WHAT TO WORK ON:
Starting at the top line and ending at the bottom one, repeat the entries exactly and drop every picture.
---------- RECORDS SUPPLIED
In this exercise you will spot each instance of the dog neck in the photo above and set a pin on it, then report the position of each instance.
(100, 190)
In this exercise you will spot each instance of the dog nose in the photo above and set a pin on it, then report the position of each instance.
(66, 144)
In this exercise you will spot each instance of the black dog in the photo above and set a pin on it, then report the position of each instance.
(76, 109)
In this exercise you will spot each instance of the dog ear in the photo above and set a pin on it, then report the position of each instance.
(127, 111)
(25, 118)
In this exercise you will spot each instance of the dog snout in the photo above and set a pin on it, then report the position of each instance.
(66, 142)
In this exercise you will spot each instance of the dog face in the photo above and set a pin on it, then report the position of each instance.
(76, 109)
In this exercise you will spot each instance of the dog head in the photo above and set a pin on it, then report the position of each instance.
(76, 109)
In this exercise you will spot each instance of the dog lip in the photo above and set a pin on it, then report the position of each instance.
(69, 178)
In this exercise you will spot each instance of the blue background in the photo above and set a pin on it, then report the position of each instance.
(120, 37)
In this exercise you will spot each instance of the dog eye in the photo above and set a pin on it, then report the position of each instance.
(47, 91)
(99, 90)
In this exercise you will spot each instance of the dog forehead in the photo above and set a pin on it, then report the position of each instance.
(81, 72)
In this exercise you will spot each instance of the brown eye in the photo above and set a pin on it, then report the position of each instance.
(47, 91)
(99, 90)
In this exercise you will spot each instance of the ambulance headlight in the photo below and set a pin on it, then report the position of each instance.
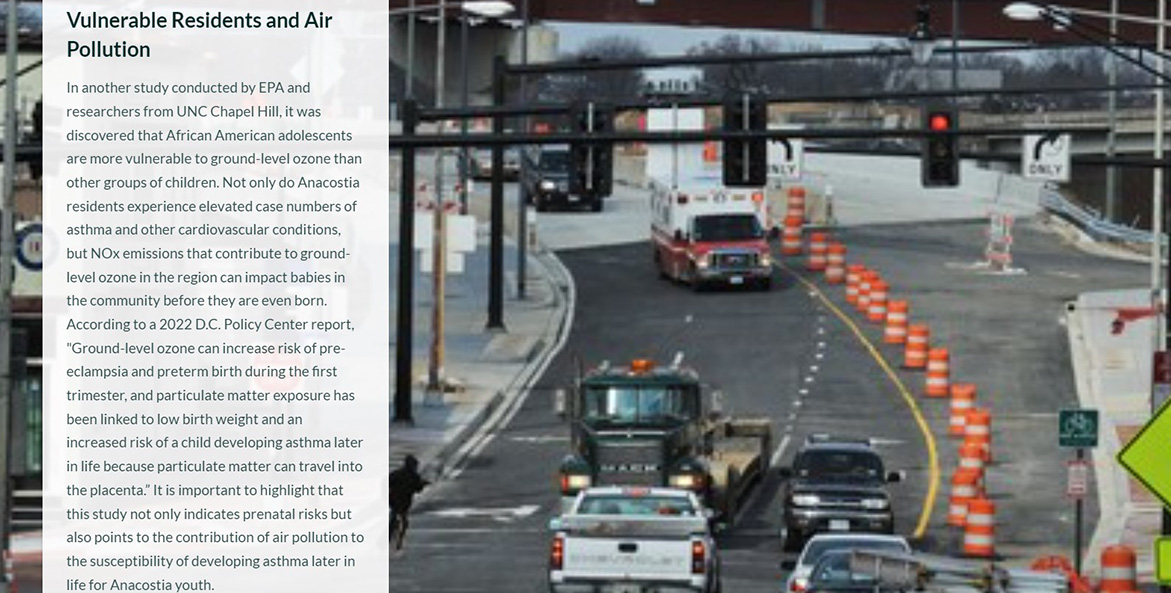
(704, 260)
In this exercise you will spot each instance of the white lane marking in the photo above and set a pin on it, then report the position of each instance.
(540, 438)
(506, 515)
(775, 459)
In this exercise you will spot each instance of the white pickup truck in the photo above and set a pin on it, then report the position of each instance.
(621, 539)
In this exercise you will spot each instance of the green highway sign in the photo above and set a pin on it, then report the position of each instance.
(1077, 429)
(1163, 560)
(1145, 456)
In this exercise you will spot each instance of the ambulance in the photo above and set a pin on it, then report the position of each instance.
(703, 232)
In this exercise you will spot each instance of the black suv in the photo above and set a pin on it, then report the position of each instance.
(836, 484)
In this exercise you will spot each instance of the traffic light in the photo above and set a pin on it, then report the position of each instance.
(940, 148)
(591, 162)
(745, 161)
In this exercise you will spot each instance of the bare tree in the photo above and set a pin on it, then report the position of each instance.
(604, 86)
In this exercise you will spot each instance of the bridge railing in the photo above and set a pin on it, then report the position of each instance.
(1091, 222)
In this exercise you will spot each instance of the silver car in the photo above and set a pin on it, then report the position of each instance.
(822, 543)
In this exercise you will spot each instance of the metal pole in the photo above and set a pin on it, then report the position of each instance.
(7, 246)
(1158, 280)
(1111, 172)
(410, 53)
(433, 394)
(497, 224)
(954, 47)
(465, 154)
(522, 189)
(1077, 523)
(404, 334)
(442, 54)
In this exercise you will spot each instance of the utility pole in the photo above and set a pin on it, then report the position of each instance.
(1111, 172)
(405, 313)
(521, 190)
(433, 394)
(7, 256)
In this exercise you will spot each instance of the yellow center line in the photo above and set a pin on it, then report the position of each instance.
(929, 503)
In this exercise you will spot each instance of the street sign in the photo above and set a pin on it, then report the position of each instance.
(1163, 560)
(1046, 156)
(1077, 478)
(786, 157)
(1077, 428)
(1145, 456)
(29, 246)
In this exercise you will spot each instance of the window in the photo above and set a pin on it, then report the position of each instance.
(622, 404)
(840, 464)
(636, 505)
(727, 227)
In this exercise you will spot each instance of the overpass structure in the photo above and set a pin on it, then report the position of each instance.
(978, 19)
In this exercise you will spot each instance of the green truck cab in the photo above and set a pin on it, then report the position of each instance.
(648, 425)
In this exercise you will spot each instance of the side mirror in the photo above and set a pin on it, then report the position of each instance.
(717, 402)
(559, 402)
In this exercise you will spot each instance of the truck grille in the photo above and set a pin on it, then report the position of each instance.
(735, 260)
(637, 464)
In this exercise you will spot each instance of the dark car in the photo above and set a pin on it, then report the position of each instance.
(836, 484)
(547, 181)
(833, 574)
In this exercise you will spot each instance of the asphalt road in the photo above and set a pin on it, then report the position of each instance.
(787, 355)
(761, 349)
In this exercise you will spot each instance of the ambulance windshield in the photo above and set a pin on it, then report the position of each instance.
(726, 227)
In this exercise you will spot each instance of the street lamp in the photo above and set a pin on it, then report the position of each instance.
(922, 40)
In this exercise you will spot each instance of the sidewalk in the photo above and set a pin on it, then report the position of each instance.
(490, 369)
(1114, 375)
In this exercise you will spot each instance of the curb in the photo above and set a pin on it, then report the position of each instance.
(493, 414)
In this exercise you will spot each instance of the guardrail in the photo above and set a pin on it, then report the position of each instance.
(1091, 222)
--------------------
SOLUTION TO THIS TASK:
In this exercise you will spot each instance of the dog neck in the photo above and set a pin on it, then report the position of each instance.
(100, 190)
In this exercise you will spot each instance of the dog nose in the photo above and set a pin on it, then report the position of each instance.
(66, 144)
In this exercise you will spot each instance of the black dog in the photo above and set a pin on it, then report the position of each instance.
(76, 109)
In this exercise you will spot each instance of the dog ear in the photo above and set a pin on it, then report the position of each instance.
(127, 111)
(25, 118)
In this exercise you will spot each instance of the dog snout in the photo above and set a pin on it, then report the position of each instance.
(66, 142)
In this exercise you will spot each instance of the dog face in the photo above and set a pin on it, then report the position of each instance.
(76, 109)
In this exercise you will spot each instance of the dog head in the photo above and set a pin on it, then report the position of each instance.
(76, 109)
In this exercise you will spot each instance of the dog lip in the photo above and set a pin on it, then report the position of each instance.
(69, 178)
In this exercise you will spot each instance of the blue background in the photo above and set a pin on it, then report the position of each instance.
(120, 37)
In this exercise you will spot each instance of the dog eye in the photo above and set a pin on it, then report the position of each instance.
(47, 91)
(99, 90)
In this exercise you will spot each instance of the dog forehead in the photo above and set a pin on it, then report the position of each instance.
(81, 72)
In this exercise you will spot each instance of the brown eye in the photo above and set a pin on it, then report the position of each instance.
(47, 91)
(99, 90)
In this exercise you will spot each instance of the ambulance headlight in the photo below and set a pin on it, then report the position of each instance.
(704, 260)
In this exercise you will spot each instance of the white lane marking in the photo above and set a pin on it, then report the position of each instance.
(540, 438)
(506, 515)
(775, 459)
In this exercise you will spot each instance of the white pickup truck in the photo above and set a pin on it, then report the position of each instance.
(621, 539)
In this exercise you will spot each instance of the green highway sign in the photo above and set a pin on it, then report the position of each instance.
(1077, 429)
(1163, 560)
(1145, 456)
In this exercise you will spot each instance of the ambulance in the photo above and set a pin on it, then report the position of each instance.
(703, 232)
In this exercise you will spot each instance of the black suv in the photo above and set a pin on it, then report the position of each instance.
(836, 484)
In this exercise you will spot each instance of the traffic light in the photo above and set a pin on it, then report the position of each instance.
(940, 148)
(591, 162)
(745, 161)
In this exercise you will spot each instance of the bare tree in the photo above and set a pin on it, then report the position of each instance.
(604, 86)
In this exercise you will spot each instance of the bridge railing in the photo above and set a pin on it, then report the position of each instance.
(1091, 222)
In this exercise you will spot each instance of the silver car in the photo above and set a pin on it, then report the position of each instance.
(822, 543)
In this exercise you will spot each instance of the metal pole in the photo above and set a pin on it, then report the position of each instance.
(7, 246)
(1158, 280)
(1111, 172)
(410, 53)
(433, 394)
(497, 224)
(954, 47)
(465, 154)
(522, 189)
(1077, 523)
(404, 334)
(442, 54)
In this exercise you will spot each instance of the utility pole in the photo above and set a pin on it, then report the position of each instance.
(1111, 172)
(405, 313)
(521, 190)
(433, 394)
(7, 256)
In this exercise you will spot each instance of the yellow center line in the photo above and set a pin on it, then report the position of each instance.
(929, 503)
In this exercise you will spot each instance of the street sign in the photo above and set a pin on it, then report the position of each instance.
(1163, 560)
(1046, 156)
(1077, 478)
(786, 157)
(1077, 428)
(1145, 456)
(29, 246)
In this exercise you will spot each instance of the window in the photo above and set a pin on it, then report the position of each instance.
(622, 404)
(840, 464)
(636, 505)
(727, 227)
In this exercise you will spot each instance of the overpass structure in the photo above and set a pin on it, then report the position of each instance.
(978, 19)
In this exercise you will spot each instance of the green truck cab in the photo above and set a pin on it, then report the position of each instance.
(648, 425)
In this exercise you will spot each instance of the side mirror in the photo above and set a pin on it, then report the position of each instance.
(717, 402)
(559, 402)
In this exercise you will spot each instance of the truck grille in the photo above and set a pin on it, then report the position of each instance.
(735, 260)
(637, 464)
In this exercise you will spot each instance of the dark car in the photo above and set a pin on it, then report the position of each instance.
(836, 484)
(547, 181)
(833, 574)
In this exercise you will spot each instance of the asphalt road in the photo above and set a pin on it, then report the position of each instance.
(787, 355)
(761, 349)
In this exercise you will spot each instance of the ambulance windshield in the photo above and set a pin on it, then report the position of each instance.
(726, 227)
In this exercise you will spot each instance of the street lamp in the photo above and set a pin on it, then report the position of each instance.
(922, 40)
In this exercise you will spot each instance of the sidewalk in the photo above and set a pin on it, then report the position of each instance.
(490, 369)
(1114, 375)
In this exercise you will spot each instance of the curb in the photo above and set a pin on it, then report the position of each instance.
(493, 414)
In this exercise you will spot each instance of the guardrail in the photo above and set a pin on it, then report the position of each instance.
(1091, 222)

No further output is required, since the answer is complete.